**Passage for review**
U.S. economic data since May has been "surprisingly strong," though it will still take perhaps another year for output to claw back to its pre-pandemic peak, Federal Reserve Vice Chair Richard Clarida said on Wednesday.
"In the spring, many voices questioned what good rate cuts, forward guidance, asset purchases, and lending programs could do in an economy in which people do not venture out to buy cars or build houses and in which companies do not invest," Clarida said in prepared remarks for an Institute of International Finance webcast event.
"The data show us that with rates low, credit available, and incomes supported by fiscal transfers, the answer is - at least so far - that they do build houses, buy cars, and order equipment and software."
While the service sector remains pummeled by the ongoing decline in travel, restaurant visits and other face-to-face services considered risky during the coronavirus pandemic, "the rebound in the (gross domestic product) data has been broad-based across indicators of goods consumption, housing, and investment," Clarida said, with the housing sector and auto sales particularly strong.
Still, he said the U.S. economy remained in a deep hole and will need time to climb out, "perhaps another year" in the case of GDP, and perhaps three years for the unemployment rate.
"Additional support from monetary - and likely fiscal - policy will be needed," Clarida said. "Speaking for the Fed, I can assure you that we are committed to using our full range of tools to support the economy."
The U.S. central bank, along with cutting its benchmark interest rate to near zero in March, approved an extensive list of programs to keep financial markets functioning and provide credit to businesses.
Direct government "fiscal" programs, which require the approval of Congress and executive branch, played an important role in kickstarting the economic rebound with loans to small businesses and enhanced unemployment payments.
But Congress and the White House remain deadlocked over another stimulus package that many officials at the Fed feel will be necessary to replace lost incomes for the millions that remain unemployed because of the pandemic.

**Data supplied**
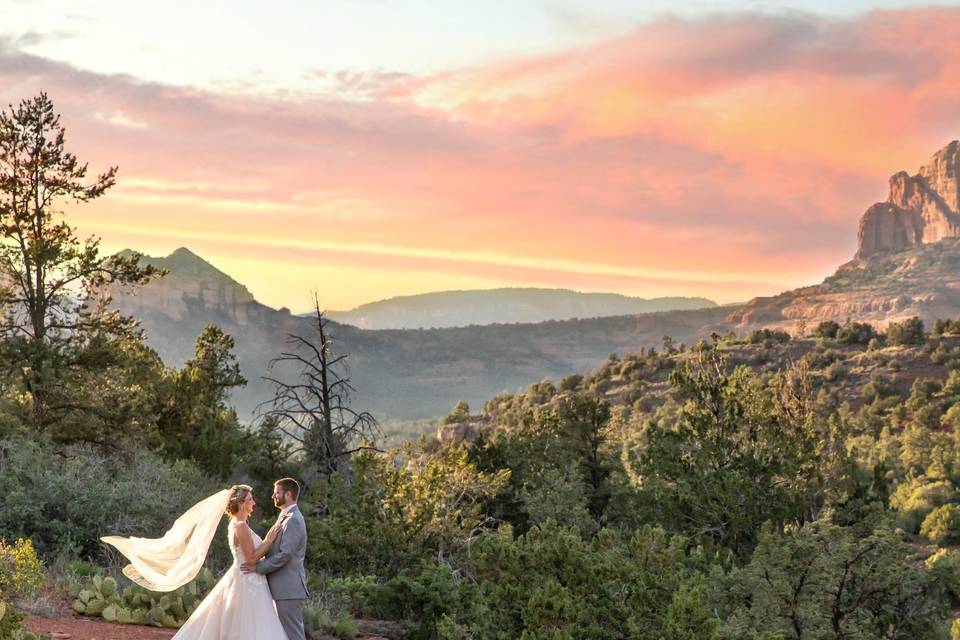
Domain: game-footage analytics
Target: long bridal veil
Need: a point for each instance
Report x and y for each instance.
(164, 564)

**Work request A**
Translate this sentence from the article on Clarida's economic remarks into Spanish: "The U.S. central bank, along with cutting its benchmark interest rate to near zero in March, approved an extensive list of programs to keep financial markets functioning and provide credit to businesses."
**Work request B**
Update the article on Clarida's economic remarks between "But Congress and" and "of the pandemic.", inclusive, changing "stimulus package" to "relief bill".

**Response A**
El banco central de EE. UU., además de recortar su tasa de interés de referencia a casi cero en marzo, aprobó una extensa lista de programas para mantener el funcionamiento de los mercados financieros y proporcionar crédito a las empresas.

**Response B**
But Congress and the White House remain deadlocked over another relief bill that many officials at the Fed feel will be necessary to replace lost incomes for the millions that remain unemployed because of the pandemic.